**What to produce**
Word for word, give the records again, dropping any picture they hold.

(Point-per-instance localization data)
--- START ---

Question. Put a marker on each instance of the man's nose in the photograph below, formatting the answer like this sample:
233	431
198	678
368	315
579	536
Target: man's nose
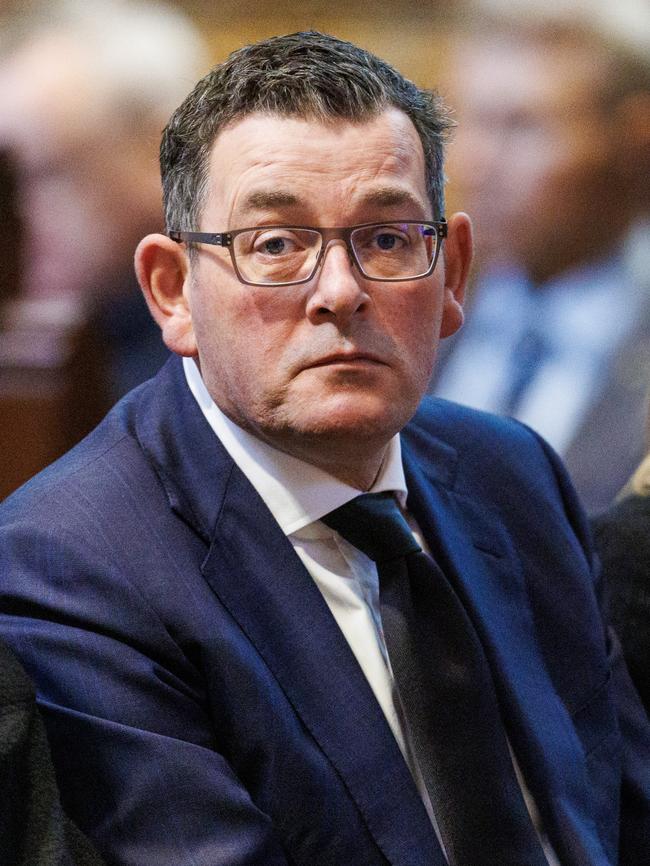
339	289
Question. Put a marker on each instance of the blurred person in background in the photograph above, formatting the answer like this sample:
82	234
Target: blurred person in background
552	159
622	536
85	89
34	831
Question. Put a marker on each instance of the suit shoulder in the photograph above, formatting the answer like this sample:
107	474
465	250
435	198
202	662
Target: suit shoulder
85	473
466	429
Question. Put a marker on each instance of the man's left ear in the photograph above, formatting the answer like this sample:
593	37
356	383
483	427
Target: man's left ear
457	253
162	270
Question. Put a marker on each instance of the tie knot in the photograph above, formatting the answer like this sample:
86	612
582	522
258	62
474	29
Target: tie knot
374	524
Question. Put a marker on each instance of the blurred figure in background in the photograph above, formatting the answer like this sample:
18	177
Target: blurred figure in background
622	536
552	161
85	88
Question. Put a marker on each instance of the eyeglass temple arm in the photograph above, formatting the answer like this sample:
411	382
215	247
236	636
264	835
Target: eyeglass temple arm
224	239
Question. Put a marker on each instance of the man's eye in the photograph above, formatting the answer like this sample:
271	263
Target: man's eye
275	245
389	241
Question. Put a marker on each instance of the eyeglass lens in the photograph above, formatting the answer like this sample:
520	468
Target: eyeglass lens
390	251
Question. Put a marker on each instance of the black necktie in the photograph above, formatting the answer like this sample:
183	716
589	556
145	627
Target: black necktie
447	693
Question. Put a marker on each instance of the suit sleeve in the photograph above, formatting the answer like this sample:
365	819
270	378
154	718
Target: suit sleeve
633	720
136	754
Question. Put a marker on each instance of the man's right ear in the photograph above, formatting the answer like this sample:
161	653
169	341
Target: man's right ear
162	269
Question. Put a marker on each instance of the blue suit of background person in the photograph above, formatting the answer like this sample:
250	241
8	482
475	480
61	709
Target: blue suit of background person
203	706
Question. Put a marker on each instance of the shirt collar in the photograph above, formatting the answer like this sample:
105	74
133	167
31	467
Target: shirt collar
296	493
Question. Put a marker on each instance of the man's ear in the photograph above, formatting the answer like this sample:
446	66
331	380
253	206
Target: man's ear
162	270
458	257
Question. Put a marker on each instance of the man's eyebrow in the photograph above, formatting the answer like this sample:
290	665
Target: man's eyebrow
390	196
269	199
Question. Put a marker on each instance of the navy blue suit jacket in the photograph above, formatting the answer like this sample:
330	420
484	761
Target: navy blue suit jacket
202	705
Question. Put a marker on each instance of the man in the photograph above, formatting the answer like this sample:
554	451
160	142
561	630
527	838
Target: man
552	160
85	89
228	679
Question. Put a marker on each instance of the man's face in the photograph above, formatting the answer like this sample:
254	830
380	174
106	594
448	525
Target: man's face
340	358
532	159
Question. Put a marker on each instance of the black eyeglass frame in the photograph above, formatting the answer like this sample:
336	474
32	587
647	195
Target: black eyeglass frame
344	233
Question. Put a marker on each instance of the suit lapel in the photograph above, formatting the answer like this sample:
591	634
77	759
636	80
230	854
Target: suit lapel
477	554
254	571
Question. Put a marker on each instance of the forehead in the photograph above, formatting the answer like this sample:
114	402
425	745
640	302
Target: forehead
267	164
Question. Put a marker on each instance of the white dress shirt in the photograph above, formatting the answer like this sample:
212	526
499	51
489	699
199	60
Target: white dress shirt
298	495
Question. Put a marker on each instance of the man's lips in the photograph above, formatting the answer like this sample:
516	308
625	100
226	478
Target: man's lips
344	358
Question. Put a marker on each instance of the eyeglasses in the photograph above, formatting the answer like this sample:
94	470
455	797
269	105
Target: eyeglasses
289	255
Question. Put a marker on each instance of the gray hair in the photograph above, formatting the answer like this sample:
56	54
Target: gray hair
306	75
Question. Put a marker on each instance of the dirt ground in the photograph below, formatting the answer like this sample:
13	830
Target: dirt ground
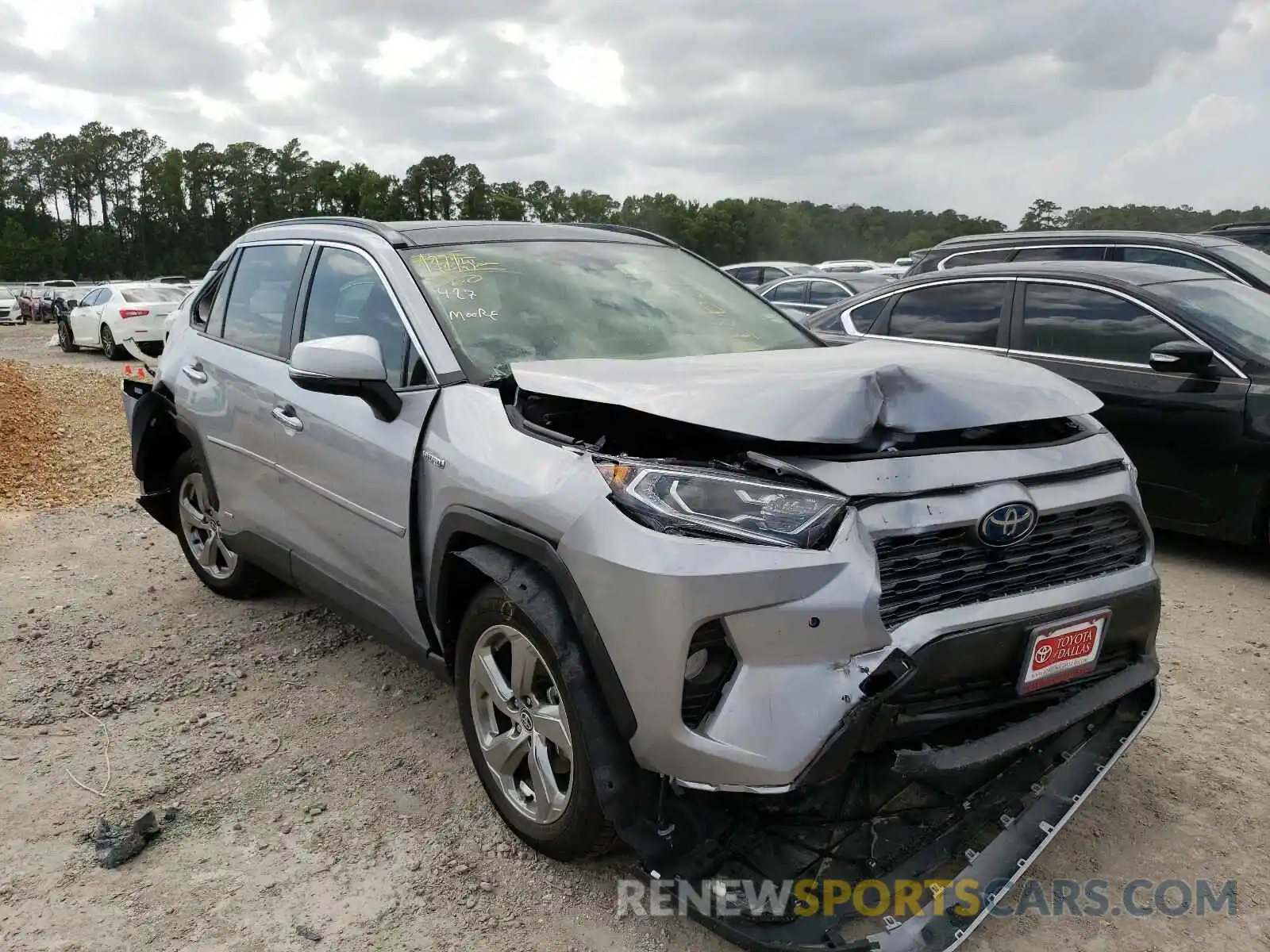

--- END ---

**Task output**
Question. Put a marker on each instance of the man's nose in the photograph below, formatting the answer like this sample:
233	431
198	678
368	315
579	536
Target: man's nose
339	289
Question. Put a marker on each instance of the blurred person in background in the photograph above, formatting the answer like this sample:
82	234
Target: blurred person in background
552	159
622	536
85	89
34	831
Question. Put a marker on each instance of the suit shoulder in the photograph above, formatting the answer like this sample:
107	474
465	250
435	198
202	662
Target: suit shoulder
85	473
466	429
Question. Put a marker on each instance of the man's left ear in the photograph above, formatting the answer like this sample:
593	37
356	383
483	427
Target: man's left ear
457	253
162	270
Question. Put a marker on each instance of the tie knot in the photograph above, formatting the answer like this sample:
86	612
582	522
258	62
474	29
Target: tie knot
374	524
Question. Put a marker on each instance of the blurred figure in background in the photograph above, formatting the answer like this sample:
18	177
Target: blurred figure in background
622	536
552	161
85	88
Question. Put a marker on each instance of the eyeglass temple arm in the photograph above, formatting the answer like this sample:
411	382
215	247
236	636
264	835
Target: eyeglass temple arm
224	239
Question. Put a marker on each instance of the man's eye in the photograph above, formatting the answer like this sample:
271	263
Target: man's eye
275	245
389	241
Question. Put a marker on each instance of the eyeglass lens in the photograph above, formatting the answer like this sample:
520	468
Target: eyeglass lens
390	251
Question. Put a marker on each instance of the black necktie in the photograph above, formatting the answer like this sample:
183	716
589	556
145	627
Target: black necktie
447	693
Question. Put a marker on each instance of the suit sleeve in the photograph above, formatting the answer like this sample:
365	819
270	378
154	718
Target: suit sleeve
633	720
136	754
Question. Put a marker on each instance of the man's right ear in the photograph above, formatting the answer like this sample:
161	653
169	341
Target: man's right ear
162	269
Question. Put a marker on each instance of the blue suit of background person in the photograph above, formatting the answer like this sample:
250	241
8	482
475	480
61	709
Target: blue suit of background person
203	706
Question. Put a marker on each instance of the shirt collar in the photograph above, formatting the answer like this sample:
105	74
133	167
31	467
Target: shirt collar
296	493
Question. Put a marker on each instance of the man's ear in the photograph above, formatting the answer like this sample:
446	66
331	380
253	206
Target: man's ear
162	270
458	257
Question. Put a marker on each instance of the man's eyebrow in the photograph above, formatting the answer like this sample:
290	665
Target: man's eyebrow
390	196
269	199
Question. Put a marker on each instance of the navy blue suit jacket in the photograph above, formatting the answer like this sample:
330	420
484	761
Target: navy blue suit jacket
202	705
Question. Put a marker on each instance of the man in the photograph above, formatting the answer like this sample:
554	451
160	142
561	630
527	838
Target: man
552	160
85	89
228	679
Question. Put a marker on each instance of the man's face in the photograph above, formatting the answer like this sample:
254	830
380	174
106	594
448	525
Target: man's face
340	358
532	159
Question. Put a marker on each instance of the black eyeglass frame in the photograph above, formatting the answer like this sample:
336	474
32	587
647	195
Target: black eyeglass frame
344	233
Question. Put a marker on each instance of the suit lapel in the photograph above, formatting the answer like this sample:
591	634
77	759
636	80
230	854
Target: suit lapel
477	554
254	571
Question. Put a marker on each instance of the forehead in the photograph above, formatting the answer like this sample:
114	402
425	745
640	302
Target: forehead
267	164
Question. Put a marker on each instance of the white dress shirt in the photograph above, formatting the answer like this sample:
212	526
499	51
489	699
199	60
Target: white dress shirt
298	495
Question. Put a marker on each instance of the man's lips in the photograph above, formatting the answer like this sample:
516	308
625	100
226	478
Target: man's lips
344	358
Question. Put a marker on each instance of the eyeglasses in the photograph above, formatting the answer like this sample:
94	470
455	797
269	105
Target: eyeglasses
289	255
Question. Put a marker on each instance of the gray hair in the photograph above, formatting the answer like this sample:
56	54
Target: gray hair
306	75
Question. Put a marker on each instance of the dirt ground in the photograph below, formatting the answer like this sample:
13	830
Target: dirt ground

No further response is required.